# To be done:
Reproduce the listing verbatim.
━━━━━ Data supplied
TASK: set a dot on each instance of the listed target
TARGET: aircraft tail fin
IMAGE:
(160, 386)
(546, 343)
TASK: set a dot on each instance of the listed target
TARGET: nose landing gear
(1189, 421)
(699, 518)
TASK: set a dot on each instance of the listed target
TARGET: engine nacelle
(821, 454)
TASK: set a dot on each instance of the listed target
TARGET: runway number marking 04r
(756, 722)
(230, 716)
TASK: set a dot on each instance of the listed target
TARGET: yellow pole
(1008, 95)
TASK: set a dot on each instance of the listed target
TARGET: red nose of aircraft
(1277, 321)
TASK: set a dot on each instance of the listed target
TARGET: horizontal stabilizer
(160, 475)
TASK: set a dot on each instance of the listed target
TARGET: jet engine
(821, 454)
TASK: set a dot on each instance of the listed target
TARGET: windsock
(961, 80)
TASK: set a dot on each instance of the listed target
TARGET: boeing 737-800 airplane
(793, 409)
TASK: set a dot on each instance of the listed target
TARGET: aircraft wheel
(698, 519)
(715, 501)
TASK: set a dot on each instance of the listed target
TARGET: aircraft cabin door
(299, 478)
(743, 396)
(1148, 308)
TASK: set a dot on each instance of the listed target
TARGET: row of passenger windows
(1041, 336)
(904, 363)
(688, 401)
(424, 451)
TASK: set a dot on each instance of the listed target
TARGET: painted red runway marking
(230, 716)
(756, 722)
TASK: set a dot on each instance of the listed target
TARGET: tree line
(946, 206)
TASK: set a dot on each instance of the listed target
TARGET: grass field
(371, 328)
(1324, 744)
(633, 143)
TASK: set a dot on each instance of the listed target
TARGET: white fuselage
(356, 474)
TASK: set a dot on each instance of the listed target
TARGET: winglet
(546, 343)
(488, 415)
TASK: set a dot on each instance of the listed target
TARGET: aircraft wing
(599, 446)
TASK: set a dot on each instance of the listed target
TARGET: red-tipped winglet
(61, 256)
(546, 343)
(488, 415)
━━━━━━━━━━
# Correct result:
TASK: set a dot on each instance of the listed target
TARGET: aircraft tail fin
IMAGE:
(160, 386)
(546, 343)
TASK: set a dot on each instance of the listed target
TARGET: nose landing gear
(1189, 421)
(699, 518)
TASK: set a dot on each instance of the listed target
TARGET: engine nacelle
(821, 454)
TASK: set a dot on each instance of the listed target
TARGET: runway number marking 04r
(756, 722)
(230, 716)
TASK: set a dot on each instance of the listed target
TARGET: yellow pole
(1008, 95)
TASK: set a dot on each instance of the listed target
TARGET: red nose of aircraft
(1277, 321)
TASK: set a dot on each instance of the listed target
TARGET: horizontal stabilizer
(160, 475)
TASK: set a dot on each instance of the listed target
TARGET: jet engine
(821, 454)
TASK: set a dot on each instance of the listed target
TARGET: windsock
(961, 80)
TASK: set a dot on each instance of the listed target
TARGET: boeing 737-800 airplane
(793, 409)
TASK: set a dot on each instance of the listed target
TARGET: aircraft wheel
(698, 519)
(715, 501)
TASK: set a dot on each instance of the listed target
TARGET: aircraft cabin door
(299, 478)
(743, 396)
(1148, 308)
TASK: set a dot on each instance of the listed target
TARGET: row of passenger windows
(1041, 336)
(904, 363)
(688, 401)
(424, 451)
TASK: set a dot on each instance of the listed target
TARGET: painted red runway marking
(230, 716)
(756, 722)
TASK: set a dot on each instance of the listed target
TARGET: tree line
(946, 206)
TASK: set a dot on each instance of the listed target
TARGET: grass field
(371, 328)
(1324, 744)
(633, 143)
TASK: set a dot on each instance of the listed target
TARGET: white fuselage
(356, 474)
TASK: set a dot on each instance of the listed target
TARGET: winglet
(546, 343)
(488, 415)
TASK: set a dot on each instance of the listed target
TARGET: aircraft wing
(599, 446)
TASK: set a dot on each instance of the listed target
TARGET: red-tipped winglet
(61, 256)
(546, 343)
(488, 415)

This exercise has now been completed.